Exercise aim:
Write out the material below exactly, beginning at the line that contains "For every instance of the sky, the" and ending with its last line, both ends included; write nothing else.

Coordinate labeling data
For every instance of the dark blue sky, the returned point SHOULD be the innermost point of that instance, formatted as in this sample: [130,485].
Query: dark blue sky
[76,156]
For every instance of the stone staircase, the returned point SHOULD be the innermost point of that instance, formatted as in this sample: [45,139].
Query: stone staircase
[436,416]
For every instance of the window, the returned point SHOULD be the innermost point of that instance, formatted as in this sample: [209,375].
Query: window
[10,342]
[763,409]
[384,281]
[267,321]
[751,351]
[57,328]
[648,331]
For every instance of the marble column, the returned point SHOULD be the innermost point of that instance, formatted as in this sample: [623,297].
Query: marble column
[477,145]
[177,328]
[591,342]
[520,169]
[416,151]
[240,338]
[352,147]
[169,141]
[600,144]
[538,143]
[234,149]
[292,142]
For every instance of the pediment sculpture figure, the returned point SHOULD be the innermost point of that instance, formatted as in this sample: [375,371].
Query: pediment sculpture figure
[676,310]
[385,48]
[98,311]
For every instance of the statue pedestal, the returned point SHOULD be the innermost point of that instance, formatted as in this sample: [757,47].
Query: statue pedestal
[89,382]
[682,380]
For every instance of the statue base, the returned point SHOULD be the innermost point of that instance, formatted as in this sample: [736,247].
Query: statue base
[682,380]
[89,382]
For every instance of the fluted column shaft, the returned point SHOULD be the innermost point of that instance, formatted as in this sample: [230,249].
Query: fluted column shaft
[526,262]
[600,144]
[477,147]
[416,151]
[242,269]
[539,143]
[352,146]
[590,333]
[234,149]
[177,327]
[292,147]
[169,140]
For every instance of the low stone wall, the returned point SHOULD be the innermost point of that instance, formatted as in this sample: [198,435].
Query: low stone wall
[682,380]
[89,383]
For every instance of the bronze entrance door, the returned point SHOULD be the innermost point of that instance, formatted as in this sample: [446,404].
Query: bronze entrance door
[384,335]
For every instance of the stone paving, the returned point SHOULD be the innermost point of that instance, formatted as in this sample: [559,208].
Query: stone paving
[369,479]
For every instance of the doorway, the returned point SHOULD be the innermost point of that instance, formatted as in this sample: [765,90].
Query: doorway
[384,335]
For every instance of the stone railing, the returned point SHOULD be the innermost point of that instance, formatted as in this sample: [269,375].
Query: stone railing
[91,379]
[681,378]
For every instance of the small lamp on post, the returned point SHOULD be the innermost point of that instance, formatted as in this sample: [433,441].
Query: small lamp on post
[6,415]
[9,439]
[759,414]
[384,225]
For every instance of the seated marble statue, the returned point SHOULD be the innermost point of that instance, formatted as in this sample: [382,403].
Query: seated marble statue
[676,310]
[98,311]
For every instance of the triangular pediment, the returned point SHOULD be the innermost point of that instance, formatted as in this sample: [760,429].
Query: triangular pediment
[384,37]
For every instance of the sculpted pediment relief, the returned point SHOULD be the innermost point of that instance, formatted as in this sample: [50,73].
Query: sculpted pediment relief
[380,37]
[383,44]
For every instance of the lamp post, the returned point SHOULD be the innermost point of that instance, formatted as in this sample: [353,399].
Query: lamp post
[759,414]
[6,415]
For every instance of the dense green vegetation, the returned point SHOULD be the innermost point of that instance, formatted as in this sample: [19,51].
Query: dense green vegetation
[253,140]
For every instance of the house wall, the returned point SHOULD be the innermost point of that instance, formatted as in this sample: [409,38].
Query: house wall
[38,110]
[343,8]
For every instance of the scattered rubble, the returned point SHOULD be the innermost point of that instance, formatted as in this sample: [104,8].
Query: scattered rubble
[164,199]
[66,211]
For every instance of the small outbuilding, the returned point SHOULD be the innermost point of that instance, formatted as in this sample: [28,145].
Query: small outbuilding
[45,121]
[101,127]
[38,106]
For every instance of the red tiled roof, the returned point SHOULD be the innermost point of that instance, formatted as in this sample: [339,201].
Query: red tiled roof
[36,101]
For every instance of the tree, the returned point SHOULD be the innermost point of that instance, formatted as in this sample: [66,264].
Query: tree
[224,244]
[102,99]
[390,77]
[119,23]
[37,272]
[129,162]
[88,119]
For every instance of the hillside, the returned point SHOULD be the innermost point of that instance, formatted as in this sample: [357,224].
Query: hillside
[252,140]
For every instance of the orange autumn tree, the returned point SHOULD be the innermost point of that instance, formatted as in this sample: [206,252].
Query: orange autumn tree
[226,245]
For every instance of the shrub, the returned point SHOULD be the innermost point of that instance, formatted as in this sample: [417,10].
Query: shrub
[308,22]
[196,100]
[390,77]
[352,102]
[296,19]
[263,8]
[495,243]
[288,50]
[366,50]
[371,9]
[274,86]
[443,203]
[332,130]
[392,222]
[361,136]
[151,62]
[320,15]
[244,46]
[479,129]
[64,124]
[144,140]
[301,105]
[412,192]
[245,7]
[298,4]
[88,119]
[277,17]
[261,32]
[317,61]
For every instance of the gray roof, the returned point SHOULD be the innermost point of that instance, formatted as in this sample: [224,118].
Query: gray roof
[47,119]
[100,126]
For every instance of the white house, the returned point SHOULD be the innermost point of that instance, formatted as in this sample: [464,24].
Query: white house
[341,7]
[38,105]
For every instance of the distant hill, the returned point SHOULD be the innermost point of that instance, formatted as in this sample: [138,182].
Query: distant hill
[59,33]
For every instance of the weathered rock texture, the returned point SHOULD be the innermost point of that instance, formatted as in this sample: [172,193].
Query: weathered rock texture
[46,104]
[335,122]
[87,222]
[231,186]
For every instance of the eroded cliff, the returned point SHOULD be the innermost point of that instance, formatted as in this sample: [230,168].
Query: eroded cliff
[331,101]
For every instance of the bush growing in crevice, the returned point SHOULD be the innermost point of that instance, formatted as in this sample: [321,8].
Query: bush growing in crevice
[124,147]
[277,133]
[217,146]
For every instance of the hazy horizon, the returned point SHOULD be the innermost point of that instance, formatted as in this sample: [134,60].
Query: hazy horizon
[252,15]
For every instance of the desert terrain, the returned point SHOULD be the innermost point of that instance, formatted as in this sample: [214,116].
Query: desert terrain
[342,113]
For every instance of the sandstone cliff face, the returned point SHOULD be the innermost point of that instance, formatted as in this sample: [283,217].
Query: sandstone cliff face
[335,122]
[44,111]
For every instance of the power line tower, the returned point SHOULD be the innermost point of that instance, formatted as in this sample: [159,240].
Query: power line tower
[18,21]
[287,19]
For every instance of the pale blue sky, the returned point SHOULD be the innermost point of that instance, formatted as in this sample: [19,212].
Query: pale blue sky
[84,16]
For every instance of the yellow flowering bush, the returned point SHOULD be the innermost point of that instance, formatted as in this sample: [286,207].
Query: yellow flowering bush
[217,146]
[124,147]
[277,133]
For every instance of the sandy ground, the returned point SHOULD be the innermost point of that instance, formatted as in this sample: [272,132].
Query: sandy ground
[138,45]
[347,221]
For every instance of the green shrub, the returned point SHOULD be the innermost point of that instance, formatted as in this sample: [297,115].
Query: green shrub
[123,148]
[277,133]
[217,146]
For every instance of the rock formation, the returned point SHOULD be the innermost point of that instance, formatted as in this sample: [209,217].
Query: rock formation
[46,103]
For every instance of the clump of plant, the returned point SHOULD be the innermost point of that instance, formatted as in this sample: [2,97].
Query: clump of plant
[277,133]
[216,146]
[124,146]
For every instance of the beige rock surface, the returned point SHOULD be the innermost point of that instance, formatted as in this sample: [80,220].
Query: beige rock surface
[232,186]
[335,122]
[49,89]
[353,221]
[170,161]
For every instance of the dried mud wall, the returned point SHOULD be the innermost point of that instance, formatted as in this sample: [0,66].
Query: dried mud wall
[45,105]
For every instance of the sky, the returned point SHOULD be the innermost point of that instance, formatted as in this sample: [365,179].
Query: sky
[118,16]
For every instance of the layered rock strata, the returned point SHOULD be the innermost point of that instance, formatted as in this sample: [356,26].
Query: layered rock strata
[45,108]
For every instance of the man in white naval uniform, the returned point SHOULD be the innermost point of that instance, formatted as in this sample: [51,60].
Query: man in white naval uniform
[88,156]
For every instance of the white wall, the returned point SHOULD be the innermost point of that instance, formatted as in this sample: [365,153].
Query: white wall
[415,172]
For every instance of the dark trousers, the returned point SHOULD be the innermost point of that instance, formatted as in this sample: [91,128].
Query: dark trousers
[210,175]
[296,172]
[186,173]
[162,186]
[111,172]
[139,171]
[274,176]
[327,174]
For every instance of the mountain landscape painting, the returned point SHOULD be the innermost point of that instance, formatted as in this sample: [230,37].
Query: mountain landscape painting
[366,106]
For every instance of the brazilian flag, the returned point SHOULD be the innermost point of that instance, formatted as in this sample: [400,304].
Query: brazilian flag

Written answer:
For every instance of the sky, the returned point SHOULD be the innermost point of that instance, formatted as in this sample: [365,179].
Query: sky
[118,16]
For every instance of the layered rock strata, the returned point SHOULD be the innermost point of that instance, formatted as in this sample: [356,26].
Query: layered rock strata
[45,108]
For every instance of the man in white naval uniform, the returned point SHOULD be the innermost point of that instance, formatted as in this sample: [51,60].
Query: man in white naval uniform
[88,156]
For every instance of the white wall, the returned point SHOULD be the innermost point of that instance, formatted as in this sample: [365,153].
Query: white wall
[415,172]
For every instance of the dark trousers, the returned point SHOULD be the innermost point of that instance, formatted as in this sample: [91,128].
Query: dark trousers
[210,175]
[296,172]
[186,173]
[162,186]
[111,172]
[139,171]
[274,176]
[327,174]
For every instance of the mountain landscape painting, the returned point SHOULD be the innermost point of that instance, formatted as in this sample: [230,37].
Query: mountain landscape painting
[366,106]
For every instance of the brazilian flag, the returned point SHOULD be the innermost point of that instance, formatted as in this sample: [400,304].
Query: brazilian flag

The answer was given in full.